# [Task goal]
Rewrite the lines from the start of the records through the line with "<point>543,132</point>", substituting "power pole" for "utility pole" and leaving all else unchanged. Omit the pictures from your answer.

[Pointing records]

▽

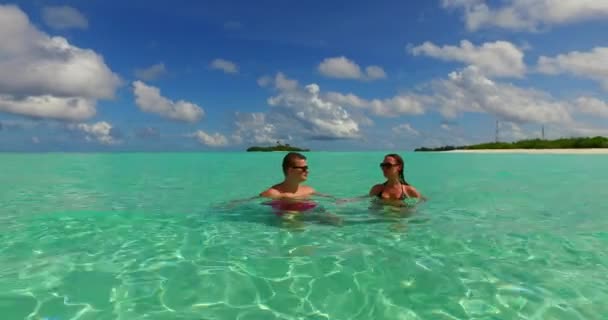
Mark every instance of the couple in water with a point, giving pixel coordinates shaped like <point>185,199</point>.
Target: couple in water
<point>291,197</point>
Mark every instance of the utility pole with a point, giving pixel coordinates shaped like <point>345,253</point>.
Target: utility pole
<point>543,132</point>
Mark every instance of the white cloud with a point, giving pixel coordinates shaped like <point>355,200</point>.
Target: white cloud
<point>73,109</point>
<point>264,81</point>
<point>528,15</point>
<point>344,68</point>
<point>405,104</point>
<point>224,65</point>
<point>100,131</point>
<point>375,72</point>
<point>64,17</point>
<point>348,99</point>
<point>253,127</point>
<point>279,82</point>
<point>592,106</point>
<point>470,91</point>
<point>405,129</point>
<point>499,58</point>
<point>212,140</point>
<point>149,99</point>
<point>592,64</point>
<point>43,76</point>
<point>151,73</point>
<point>319,118</point>
<point>299,111</point>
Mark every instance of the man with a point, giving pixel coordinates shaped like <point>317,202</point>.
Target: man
<point>289,195</point>
<point>295,170</point>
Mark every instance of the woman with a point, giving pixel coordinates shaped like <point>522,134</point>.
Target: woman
<point>395,190</point>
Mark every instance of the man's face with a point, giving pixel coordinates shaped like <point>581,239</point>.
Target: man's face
<point>298,170</point>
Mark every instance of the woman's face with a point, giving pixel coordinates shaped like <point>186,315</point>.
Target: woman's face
<point>390,167</point>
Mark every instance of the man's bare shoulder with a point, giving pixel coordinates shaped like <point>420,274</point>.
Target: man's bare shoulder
<point>271,192</point>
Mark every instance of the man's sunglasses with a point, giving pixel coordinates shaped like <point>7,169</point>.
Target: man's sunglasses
<point>388,165</point>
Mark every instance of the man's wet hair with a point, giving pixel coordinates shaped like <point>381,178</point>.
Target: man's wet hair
<point>289,160</point>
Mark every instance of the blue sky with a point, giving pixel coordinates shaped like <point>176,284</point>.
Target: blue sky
<point>221,76</point>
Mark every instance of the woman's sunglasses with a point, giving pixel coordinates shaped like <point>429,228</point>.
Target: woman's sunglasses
<point>387,165</point>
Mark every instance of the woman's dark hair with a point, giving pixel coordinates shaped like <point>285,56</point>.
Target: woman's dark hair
<point>400,162</point>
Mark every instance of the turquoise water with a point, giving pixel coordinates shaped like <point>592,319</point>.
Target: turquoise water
<point>148,236</point>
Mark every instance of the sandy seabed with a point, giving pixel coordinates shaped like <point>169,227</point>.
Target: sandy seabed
<point>539,151</point>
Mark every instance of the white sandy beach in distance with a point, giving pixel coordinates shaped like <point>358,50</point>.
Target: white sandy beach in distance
<point>538,151</point>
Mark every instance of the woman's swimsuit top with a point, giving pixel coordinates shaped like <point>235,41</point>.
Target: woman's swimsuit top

△

# [The reply]
Mark every instance of the couple in water with a point, giving pixel coordinates shaped like <point>185,199</point>.
Target: couple in water
<point>291,197</point>
Mark every instance of the power pole with a point, giving pixel coordinates shaped like <point>345,253</point>.
Target: power pole
<point>543,132</point>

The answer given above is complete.